_Lesetext_:
Buchtipps / 2024 / Februar

erstellt von der STUBE und dem Österreichischen Bibliothekswerk

André Bouchard: Ein Tag im Leben einer Fee

/ André Bouchard. - Berlin : Schaltzeit Verlag, 2023. - 40 Seiten : Illustrationen
ISBN 978-3-946972-76-1      Festeinband : 15,50 (AT)

Hermine und Margot. Zwei Mädchen, die sich zum Spielen im Park treffen. So scheint es auf den ersten Blick zu sein. Auf den zweiten entpuppt sich dieses Bilderbuch, das auf viel Weißraum setzt, als eine Übungsstunde in Sachen zaubern. Oder ist es womöglich das neue Feenkostüm samt Zauberstab, das Margot zum Geburtstag bekommen hat, was nicht richtig funktionieren will? Mit viel Bild- und Sprachwitz erzählt der französische Künstler von einem kleinen Mädchen, dem das Zaubern nicht so recht gelingen mag: Ein verzauberter Kürbis macht sich selbstständig; anstatt stattlicher Ritter, toben plötzlich Trolle durch den Park und als die Freundin auch noch zum Frosch wird, ist das Chaos perfekt …
Was im zweifärbig gesetzten Text, der zum dialogischen Lesen einlädt und ausschließlich aus direkter Rede besteht, erzählt wird, spiegelt sich in der Illustrationen durch ausdrucksstarke, witzige Mimik wider. Schwarz-weiß gehaltene Requisiten stehen im Kontrast zu den farbigen Figuren, die die Doppelseiten als gesamten Handlungsraum in Beschlag nehmen. Der durchwegs comichafte Illustrationsstil gipfelt in der Darstellung der Fee bei unterschiedlichen Versuchen, ihre Freundin zurück zu verwandeln, was in einem Wutausbruch gegen den Zauberstab gipfelt. Einzelszenen stehen wie Panels nebeneinander, geben der kindlichen Wut Raum und bringen nebenbei zum Schmunzeln. Und all jene, die an diesem Punkt gedacht haben, dass Hermine für immer eine Kröte bleiben wird, liegen falsch. Ein überaus amüsanter Twist am Schluss, als Margot Hermines Mutter Frau Potter beichtet, ihre Tochter nicht mehr zurück verwandeln zu können, lässt die Lesenden lachend zurück. Mit zwei Mädchen in einer Hexenküche, von denen die eine sicher magische Fähigkeiten besitzt, während sich die andere »nur« verkleidet …

Alexandra Hofer | STUBE

Irmgard Kramer:
Ida Butterblum und die Tür nach Anderswo

/ Irmgard Kramer ; illustriert von Florentine Prechtel.

_Vorgegebene Einträge_:
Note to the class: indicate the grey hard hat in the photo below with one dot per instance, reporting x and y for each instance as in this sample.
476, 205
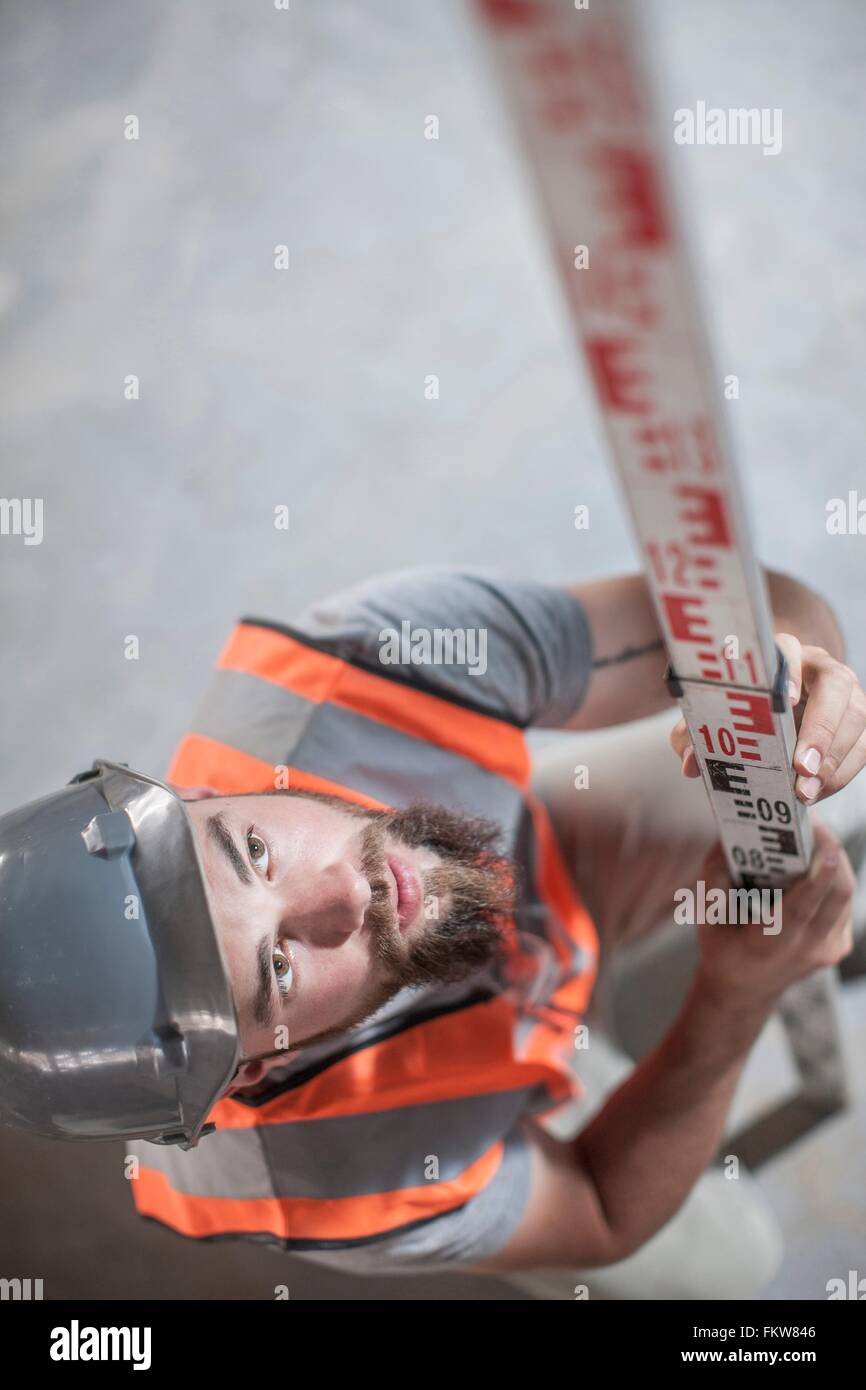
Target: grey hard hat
116, 1009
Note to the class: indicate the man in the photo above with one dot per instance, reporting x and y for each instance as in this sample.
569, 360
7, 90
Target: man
409, 987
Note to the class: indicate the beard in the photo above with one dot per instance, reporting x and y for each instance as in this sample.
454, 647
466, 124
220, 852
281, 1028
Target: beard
467, 894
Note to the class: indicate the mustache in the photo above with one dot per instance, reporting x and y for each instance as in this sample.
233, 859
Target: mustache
466, 897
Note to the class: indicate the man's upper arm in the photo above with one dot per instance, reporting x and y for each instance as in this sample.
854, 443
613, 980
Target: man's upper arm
562, 1223
526, 645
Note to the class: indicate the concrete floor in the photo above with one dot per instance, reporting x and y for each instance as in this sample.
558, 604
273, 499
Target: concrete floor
259, 388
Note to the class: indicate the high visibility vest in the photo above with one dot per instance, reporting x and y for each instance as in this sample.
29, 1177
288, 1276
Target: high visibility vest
403, 1121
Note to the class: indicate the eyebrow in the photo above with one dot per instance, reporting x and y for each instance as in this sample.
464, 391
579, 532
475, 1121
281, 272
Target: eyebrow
263, 1009
220, 834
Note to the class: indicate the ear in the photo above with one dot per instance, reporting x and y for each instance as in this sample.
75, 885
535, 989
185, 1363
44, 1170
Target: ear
249, 1073
193, 792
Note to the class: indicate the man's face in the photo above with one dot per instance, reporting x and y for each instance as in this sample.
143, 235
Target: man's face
324, 909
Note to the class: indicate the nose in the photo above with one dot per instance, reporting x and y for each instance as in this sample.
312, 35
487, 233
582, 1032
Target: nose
330, 905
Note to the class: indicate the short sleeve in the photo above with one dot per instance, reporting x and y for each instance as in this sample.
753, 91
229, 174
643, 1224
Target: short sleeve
513, 648
474, 1232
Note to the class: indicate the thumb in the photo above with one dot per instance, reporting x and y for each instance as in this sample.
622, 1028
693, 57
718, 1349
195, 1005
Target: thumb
793, 652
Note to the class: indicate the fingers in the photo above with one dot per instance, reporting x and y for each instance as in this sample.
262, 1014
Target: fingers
793, 651
824, 893
830, 688
850, 740
683, 748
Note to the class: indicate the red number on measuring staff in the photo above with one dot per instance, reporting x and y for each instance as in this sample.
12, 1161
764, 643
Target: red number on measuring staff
726, 741
634, 195
679, 559
706, 517
731, 669
616, 381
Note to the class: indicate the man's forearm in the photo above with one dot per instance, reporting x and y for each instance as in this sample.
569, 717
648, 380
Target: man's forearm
628, 653
659, 1130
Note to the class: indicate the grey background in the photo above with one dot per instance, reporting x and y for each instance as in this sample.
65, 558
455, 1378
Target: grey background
306, 387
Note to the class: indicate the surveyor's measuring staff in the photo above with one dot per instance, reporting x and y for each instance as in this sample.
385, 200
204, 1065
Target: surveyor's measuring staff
576, 89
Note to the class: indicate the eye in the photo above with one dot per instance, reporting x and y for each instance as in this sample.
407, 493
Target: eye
284, 970
257, 851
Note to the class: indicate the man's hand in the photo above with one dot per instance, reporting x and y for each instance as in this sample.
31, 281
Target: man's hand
830, 716
742, 965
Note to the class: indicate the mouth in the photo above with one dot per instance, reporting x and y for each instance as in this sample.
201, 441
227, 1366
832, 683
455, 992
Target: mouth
407, 890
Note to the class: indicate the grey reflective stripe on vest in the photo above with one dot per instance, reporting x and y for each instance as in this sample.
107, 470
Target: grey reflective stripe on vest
274, 724
345, 1155
252, 715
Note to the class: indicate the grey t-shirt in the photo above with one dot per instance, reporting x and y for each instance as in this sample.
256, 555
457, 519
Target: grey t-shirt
528, 662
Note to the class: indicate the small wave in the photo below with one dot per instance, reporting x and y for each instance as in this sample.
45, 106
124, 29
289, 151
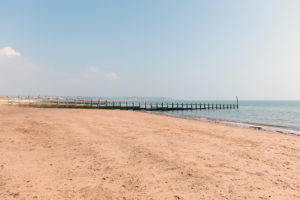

_Aufgaben_:
1. Schreiben Sie aus dem Lesetext den Abschnitt wortgetreu ab, der mit den Worten „André Bouchard: Ein“ beginnt und nach „Festeinband : 15,50 (AT)“ endet.
2. Beantworten Sie die folgenden Fragen mithilfe des Lesetexts.
(a) In welchem Verlag ist „Ein Tag im Leben einer Fee“ erschienen?
(b) Was hat Margot zum Geburtstag bekommen?
(c) Wie heißt Hermines Mutter?

_Lösungen in Reihenfolge_:
1.
André Bouchard: Ein Tag im Leben einer Fee

/ André Bouchard. - Berlin : Schaltzeit Verlag, 2023. - 40 Seiten : Illustrationen
ISBN 978-3-946972-76-1      Festeinband : 15,50 (AT)

2.
(a) Im Schaltzeit Verlag in Berlin.
(b) Das neue Feenkostüm samt Zauberstab.
(c) Frau Potter.